■ Record set
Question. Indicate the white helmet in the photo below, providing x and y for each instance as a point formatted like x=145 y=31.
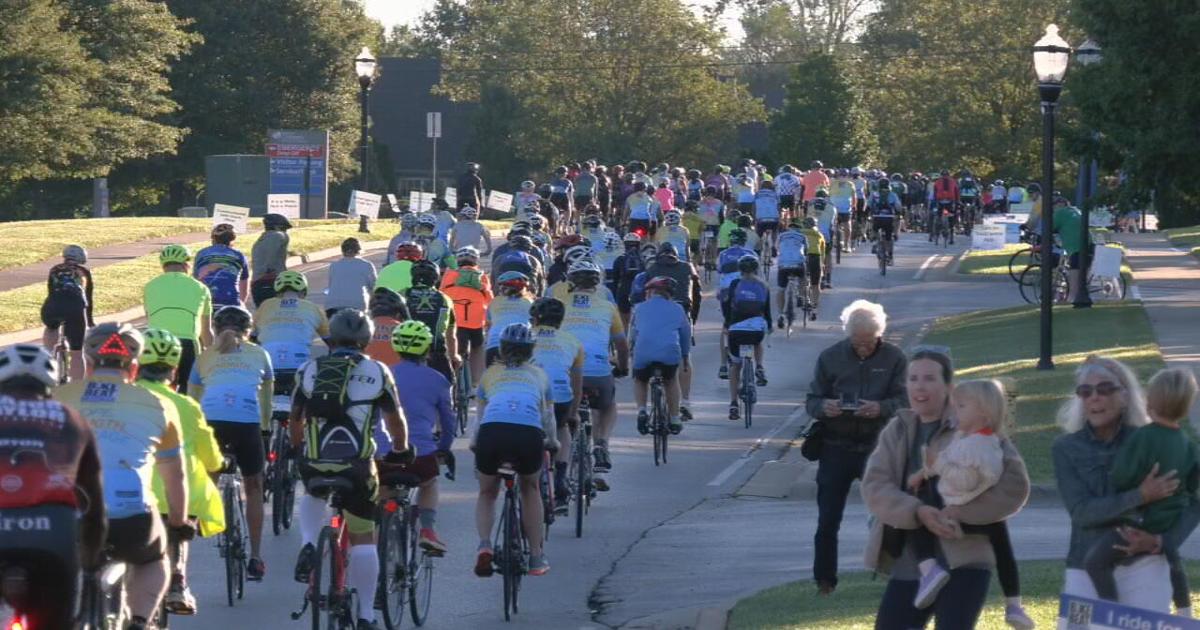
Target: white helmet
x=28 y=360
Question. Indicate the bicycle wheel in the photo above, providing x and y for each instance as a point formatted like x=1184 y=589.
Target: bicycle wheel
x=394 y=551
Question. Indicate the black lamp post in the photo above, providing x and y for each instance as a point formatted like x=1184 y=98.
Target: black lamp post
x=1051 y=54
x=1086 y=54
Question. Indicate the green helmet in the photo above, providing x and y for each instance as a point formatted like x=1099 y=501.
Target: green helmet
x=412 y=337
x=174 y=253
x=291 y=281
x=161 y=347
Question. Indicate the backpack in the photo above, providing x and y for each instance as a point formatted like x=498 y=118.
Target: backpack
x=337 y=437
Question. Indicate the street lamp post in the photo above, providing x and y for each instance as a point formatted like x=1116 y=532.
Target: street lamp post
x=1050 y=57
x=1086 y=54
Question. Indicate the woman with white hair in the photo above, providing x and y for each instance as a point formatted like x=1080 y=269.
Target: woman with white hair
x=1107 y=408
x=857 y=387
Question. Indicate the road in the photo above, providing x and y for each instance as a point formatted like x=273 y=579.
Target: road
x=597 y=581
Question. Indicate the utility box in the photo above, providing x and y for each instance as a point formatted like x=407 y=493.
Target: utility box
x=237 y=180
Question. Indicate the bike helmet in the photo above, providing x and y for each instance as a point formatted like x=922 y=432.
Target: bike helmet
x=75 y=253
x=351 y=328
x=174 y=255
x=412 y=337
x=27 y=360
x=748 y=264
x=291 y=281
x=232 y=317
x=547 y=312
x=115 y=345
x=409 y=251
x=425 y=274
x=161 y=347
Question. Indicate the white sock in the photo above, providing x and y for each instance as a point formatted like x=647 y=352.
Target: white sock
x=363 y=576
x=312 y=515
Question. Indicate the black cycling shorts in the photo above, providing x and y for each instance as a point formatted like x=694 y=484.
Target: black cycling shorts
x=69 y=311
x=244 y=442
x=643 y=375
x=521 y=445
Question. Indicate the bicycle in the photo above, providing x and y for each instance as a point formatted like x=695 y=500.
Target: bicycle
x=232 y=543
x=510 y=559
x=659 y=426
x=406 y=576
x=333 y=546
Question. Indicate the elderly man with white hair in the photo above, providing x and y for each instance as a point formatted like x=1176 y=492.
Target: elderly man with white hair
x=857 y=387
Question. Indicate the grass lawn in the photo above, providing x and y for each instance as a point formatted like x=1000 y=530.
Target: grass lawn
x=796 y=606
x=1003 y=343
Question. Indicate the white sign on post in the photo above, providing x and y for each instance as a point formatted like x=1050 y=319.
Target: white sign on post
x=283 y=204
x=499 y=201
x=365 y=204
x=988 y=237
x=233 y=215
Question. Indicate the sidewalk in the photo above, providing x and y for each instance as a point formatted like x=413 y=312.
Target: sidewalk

■ Written task
Omitting all images, retype each line of the records precisely.

■ Solved exercise
Question. Indicate the white helmet in the photo below, providing x and y for each instance as a point formatted like x=145 y=31.
Target: white helmet
x=28 y=360
Question. Indicate the bicycle wheel in the photo above, providing x and y for each instance as a point formatted like x=1184 y=589.
Target: bicycle wheel
x=394 y=551
Question. Indicate the black lamp post in the photo above, providing x and y for each instance as a point formatted like x=1184 y=98.
Target: black lamp post
x=1051 y=54
x=1086 y=54
Question. Indicate the green helmet in the photo above, providing x and y for each instance as a point formatted like x=1099 y=501.
Target: green helmet
x=412 y=337
x=174 y=253
x=291 y=281
x=161 y=347
Question. Indicate the backpack in the photo above, providing x and y for each instance as a point formatted like x=498 y=118.
Target: backpack
x=337 y=437
Question. Indicate the street lamp post in the photo above, providing x and y for each instance as a point formatted like x=1116 y=532.
Target: street lamp post
x=1050 y=57
x=1086 y=54
Question. Indicate the woman with white hair in the photo above, providing x and y for each instance as a point formatted like x=1080 y=269.
Target: woman with white hair
x=1107 y=408
x=857 y=387
Question. Indicate the road in the photo above, providing x and y for each instance as a point formatted like x=273 y=579.
Target: road
x=597 y=581
Question. Indicate the utility box in the photo above, providing x and y for each instance as a point formatted like x=407 y=493.
Target: utility box
x=237 y=180
Question. Indicate the bike helmet in the photo above, providing x and y for each instance as a point formatted like x=922 y=432.
Target: bike helmet
x=75 y=253
x=351 y=328
x=174 y=255
x=412 y=337
x=27 y=360
x=748 y=264
x=291 y=281
x=232 y=317
x=547 y=312
x=115 y=345
x=409 y=251
x=425 y=274
x=161 y=347
Question. Indicate the white sock in the photo above, providing x and y for each instance as a point formatted like x=647 y=352.
Target: white sock
x=363 y=576
x=312 y=515
Question. Indicate the black cycling shorts in the photo above, providing x and y for each instance as a point formatted like x=694 y=484.
Target: black cycling shorts
x=69 y=311
x=244 y=442
x=643 y=375
x=521 y=445
Question. Indicate the bicycle in the photo above, providing x and y for each instance as a point formatted like x=695 y=500.
Target: bicycle
x=232 y=543
x=510 y=559
x=659 y=426
x=406 y=576
x=333 y=546
Question. Indicate the elderly man with white hair in the photo above, providing x and y for each instance as a point formatted like x=1176 y=492.
Target: elderly man with white hair
x=857 y=387
Question. Indicate the grass lawn in the photo above, providing x and y for each instance as a point formatted like x=1000 y=530.
Target: grass lawn
x=796 y=606
x=1003 y=343
Question. Indicate the white sign on post in the photo above, providing x and y for each instance as a point formatted like x=1050 y=319.
Target: white sign on post
x=283 y=204
x=499 y=201
x=365 y=204
x=988 y=237
x=233 y=215
Question. Indicate the sidewalk in the photo above, providing x and y for each instance as a point formatted like x=413 y=312.
Target: sidewalk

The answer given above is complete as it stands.